[Gathered data entries]
* * *

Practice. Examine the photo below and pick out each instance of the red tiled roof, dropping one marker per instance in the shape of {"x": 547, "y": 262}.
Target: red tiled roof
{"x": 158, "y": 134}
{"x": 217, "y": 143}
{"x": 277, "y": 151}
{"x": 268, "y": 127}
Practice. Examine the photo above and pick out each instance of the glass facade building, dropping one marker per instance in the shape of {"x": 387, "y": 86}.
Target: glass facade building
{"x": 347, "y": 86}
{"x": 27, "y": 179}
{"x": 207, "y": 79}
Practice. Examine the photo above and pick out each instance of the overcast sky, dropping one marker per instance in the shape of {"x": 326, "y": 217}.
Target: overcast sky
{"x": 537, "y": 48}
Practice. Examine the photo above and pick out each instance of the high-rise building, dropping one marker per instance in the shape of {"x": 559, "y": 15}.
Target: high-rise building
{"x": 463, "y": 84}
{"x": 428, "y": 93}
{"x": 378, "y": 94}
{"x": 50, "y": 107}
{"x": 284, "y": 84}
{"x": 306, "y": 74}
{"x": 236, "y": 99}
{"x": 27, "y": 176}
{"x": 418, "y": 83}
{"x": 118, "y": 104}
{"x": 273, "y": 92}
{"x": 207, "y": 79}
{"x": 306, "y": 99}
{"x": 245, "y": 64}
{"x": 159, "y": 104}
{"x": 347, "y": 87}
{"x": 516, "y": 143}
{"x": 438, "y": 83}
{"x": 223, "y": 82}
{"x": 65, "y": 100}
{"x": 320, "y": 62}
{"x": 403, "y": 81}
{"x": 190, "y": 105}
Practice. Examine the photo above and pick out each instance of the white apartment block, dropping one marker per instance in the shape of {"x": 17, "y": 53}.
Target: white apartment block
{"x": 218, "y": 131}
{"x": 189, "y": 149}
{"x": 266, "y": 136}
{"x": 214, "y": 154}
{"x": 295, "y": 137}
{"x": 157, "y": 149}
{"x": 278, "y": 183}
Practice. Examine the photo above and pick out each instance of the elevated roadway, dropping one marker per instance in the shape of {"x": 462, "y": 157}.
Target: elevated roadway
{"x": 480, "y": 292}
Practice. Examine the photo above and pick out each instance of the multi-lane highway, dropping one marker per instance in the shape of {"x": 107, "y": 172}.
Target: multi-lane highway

* * *

Print every one of the records above again, keeping each line unchanged.

> _Solved problem_
Practice. Examine the photo below and pick out each instance of the red tiled roof, dropping one marker per instance in the shape of {"x": 547, "y": 262}.
Target: red tiled roof
{"x": 158, "y": 134}
{"x": 217, "y": 143}
{"x": 277, "y": 151}
{"x": 268, "y": 127}
Practice. Examine the photo above and pick out each instance of the glass facade building, dropping one marker per instance in the shape of {"x": 387, "y": 86}.
Target: glass facade building
{"x": 347, "y": 86}
{"x": 27, "y": 179}
{"x": 207, "y": 79}
Practice. Examine the photo above and pick out each instance of the overcast sky, dropping one marker per instance in the shape of {"x": 326, "y": 217}.
Target: overcast sky
{"x": 537, "y": 48}
Practice. Examine the photo above and pick out each instance of the high-rise building, dropping one marker per instance in the shape of {"x": 559, "y": 15}.
Target: high-rise building
{"x": 463, "y": 84}
{"x": 428, "y": 93}
{"x": 378, "y": 94}
{"x": 50, "y": 107}
{"x": 284, "y": 84}
{"x": 306, "y": 74}
{"x": 236, "y": 99}
{"x": 27, "y": 176}
{"x": 418, "y": 83}
{"x": 118, "y": 104}
{"x": 273, "y": 92}
{"x": 207, "y": 79}
{"x": 306, "y": 99}
{"x": 245, "y": 64}
{"x": 159, "y": 104}
{"x": 347, "y": 87}
{"x": 516, "y": 143}
{"x": 438, "y": 83}
{"x": 223, "y": 82}
{"x": 65, "y": 100}
{"x": 320, "y": 62}
{"x": 403, "y": 81}
{"x": 190, "y": 105}
Practice. Examine the photo above and pick out each instance of the white apartment block, dropping one marker per instance in the shape of {"x": 17, "y": 53}.
Target: white apartment block
{"x": 218, "y": 131}
{"x": 189, "y": 149}
{"x": 266, "y": 136}
{"x": 214, "y": 154}
{"x": 295, "y": 137}
{"x": 157, "y": 149}
{"x": 278, "y": 183}
Practice. Examine the photo above and pick out each instance of the elevated roadway, dropping one marker per instance in the shape of {"x": 462, "y": 157}.
Target: elevated roadway
{"x": 480, "y": 292}
Practice. Examine the photo above and pick out each instance of the multi-lane highway, dropping one marker per instance in the shape of {"x": 107, "y": 172}.
Target: multi-lane highway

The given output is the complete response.